━━━ TEXT EXCERPT ━━━

FIG. 14 is a block diagram of an architecture to use a regression algorithm trained according to some embodiments. Regression algorithm 1410 has been trained as described above to determine a value based on a correlated features of data records 1420. Data records 1420 include a configuration file as described above and the correlated features were determined during training of algorithm 1410. Feature extraction component 1430 may operate to receive data records 1420, extract data of the correlated features of data records 1420, encode non-numeric data of the extracted data, and input the resulting data to regression algorithm 1410. Regression algorithm 1410 may operate as trained to output a value based on the input.

FIG. 15 is a block diagram of an architecture to use a classification algorithm trained according to some embodiments. Classification algorithm 1510 has been trained as described above to identify a class based on an input composite data record. The composite record consists of correlated features of various data records 1520, which include a configuration file as described above. Feature extraction component 1530 may operate to receive data records 1520, extract data of the correlated features of data records 1520 which were determined during training of algorithm 1510, encode non-numeric data of the extracted data, and input the resulting data to classification algorithm 1510. Classification algorithm 1510 may operate as trained to output a class identifier. In some embodiments, the output of classification algorithm 1510 may consist of likelihoods for each of a plurality of class identifiers.

FIG. 16 illustrates cloud-based database deployment 1600 according to some embodiments. In this regard, application server 1620, application server 1630 and machine learning server 1640 may comprise cloud-based compute resources, such as virtual machines, allocated by a public cloud provider providing self-service and immediate provisioning, autoscaling, security, compliance and identity management features.

User device 1610 may issue a request to applications executing on application server 1620 or application server 1630, for example via a Web Browser executing on user device 1610. At least one application may comprise a configuration application to generate sparce configuration files. Machine learning server 1640 may operate to receive data from application servers 1620 and 1630 to determine correlated features of the data, and to trained a machine learning algorithm based on the correlated features. The trained algorithms may be used by application servers 1620, 1630 and/or user device 1610 to infer clusters, values or classes as described herein.

━━━

== STATED TASK ==
Which servers does the machine learning architecture excerpt name in its description of FIG. 16? Nothing in the listing is needed here.

━━━ DATA SHOWN ━━━

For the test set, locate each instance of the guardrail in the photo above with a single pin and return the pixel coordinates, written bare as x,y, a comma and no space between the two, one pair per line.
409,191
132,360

━━━

== SOLVED PROBLEM ==
Application server 1620, application server 1630, and machine learning server 1640.